Print all the records exactly, please.

ENTRIES.
---------------

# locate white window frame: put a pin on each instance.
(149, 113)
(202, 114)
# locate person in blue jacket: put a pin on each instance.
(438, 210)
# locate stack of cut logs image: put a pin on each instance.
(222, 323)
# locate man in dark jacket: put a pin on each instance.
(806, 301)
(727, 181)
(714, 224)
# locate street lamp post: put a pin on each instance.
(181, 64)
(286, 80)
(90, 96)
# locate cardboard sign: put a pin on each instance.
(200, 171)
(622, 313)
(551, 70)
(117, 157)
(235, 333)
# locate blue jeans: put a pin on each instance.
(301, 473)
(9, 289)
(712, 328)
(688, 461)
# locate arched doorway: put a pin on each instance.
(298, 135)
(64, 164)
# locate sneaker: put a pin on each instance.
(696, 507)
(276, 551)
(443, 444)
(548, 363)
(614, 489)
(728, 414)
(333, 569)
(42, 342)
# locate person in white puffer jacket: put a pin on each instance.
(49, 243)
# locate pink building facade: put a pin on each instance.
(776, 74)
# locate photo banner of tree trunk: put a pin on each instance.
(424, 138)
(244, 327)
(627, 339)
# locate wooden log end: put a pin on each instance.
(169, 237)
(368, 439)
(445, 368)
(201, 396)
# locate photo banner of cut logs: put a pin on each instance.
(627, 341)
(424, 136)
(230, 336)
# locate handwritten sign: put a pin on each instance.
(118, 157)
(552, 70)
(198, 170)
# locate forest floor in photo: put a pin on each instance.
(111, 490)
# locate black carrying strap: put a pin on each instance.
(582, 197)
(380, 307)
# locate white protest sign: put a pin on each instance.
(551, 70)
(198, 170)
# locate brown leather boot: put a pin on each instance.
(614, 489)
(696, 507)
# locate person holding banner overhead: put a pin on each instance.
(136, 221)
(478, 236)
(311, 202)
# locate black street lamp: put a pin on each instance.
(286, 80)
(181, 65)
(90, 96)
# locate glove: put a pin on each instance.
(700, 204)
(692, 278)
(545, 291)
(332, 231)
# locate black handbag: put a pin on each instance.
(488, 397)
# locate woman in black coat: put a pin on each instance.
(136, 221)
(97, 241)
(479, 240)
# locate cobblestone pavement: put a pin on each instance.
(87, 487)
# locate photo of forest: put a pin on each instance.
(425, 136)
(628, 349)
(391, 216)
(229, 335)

---------------

TASK RESPONSE.
# locate white window frame: put a pin on each instance.
(149, 113)
(202, 114)
# locate person in blue jacket: put a pin on each instance.
(438, 210)
# locate stack of cut logs image: put a pin on each instance.
(222, 323)
# locate man in dark jacket: put a pin on each instance.
(806, 301)
(727, 181)
(714, 224)
# locate street lamp post: put a pin on each instance.
(181, 64)
(286, 80)
(90, 96)
# locate cardboard sign: put a pin on each instance.
(200, 171)
(622, 313)
(551, 70)
(117, 157)
(235, 333)
# locate blue jeans: put a pin on each instance.
(301, 473)
(9, 289)
(712, 328)
(688, 461)
# locate arched doorway: put a pin on each instance.
(298, 135)
(64, 164)
# locate sneaker: put a pin on each instance.
(696, 507)
(276, 551)
(443, 444)
(548, 363)
(614, 489)
(728, 414)
(333, 569)
(42, 342)
# locate person in white puffer jacket: put a pin on each instance.
(49, 243)
# locate pink building facade: put a pin on each instance.
(776, 74)
# locate photo banner of tree trunk: put a pin on each instance.
(424, 138)
(244, 327)
(627, 339)
# locate wooden log end: put a pin on each instance.
(169, 237)
(368, 439)
(445, 368)
(201, 396)
# locate photo banner of cut logs: put a pin on each instance.
(627, 341)
(424, 136)
(230, 336)
# locate handwritten sign: put a pin on each instance.
(118, 157)
(552, 70)
(198, 170)
# locate forest floor in photo: put a pin on each instance.
(111, 490)
# locate black carrying strap: put a pin on each instance.
(582, 197)
(380, 307)
# locate white protest sign: put a pin on each instance.
(551, 70)
(198, 170)
# locate brown leather boot: put a pin on each instance.
(614, 489)
(696, 507)
# locate person holding banner overhead: put a pin on each instance.
(136, 221)
(478, 236)
(311, 202)
# locate black street lamp: put a pin on each instance.
(286, 80)
(181, 65)
(90, 96)
# locate glove: put a pin on each instance.
(700, 204)
(692, 278)
(545, 291)
(332, 231)
# locate black handbag: put a pin on each instance.
(488, 397)
# locate woman in black coat: put a pin on each instance.
(136, 221)
(97, 241)
(479, 240)
# locate cobblestone pavement: put a pin on each instance.
(87, 487)
# locate photo of forest: put a pin on each instance.
(425, 136)
(628, 349)
(391, 216)
(229, 335)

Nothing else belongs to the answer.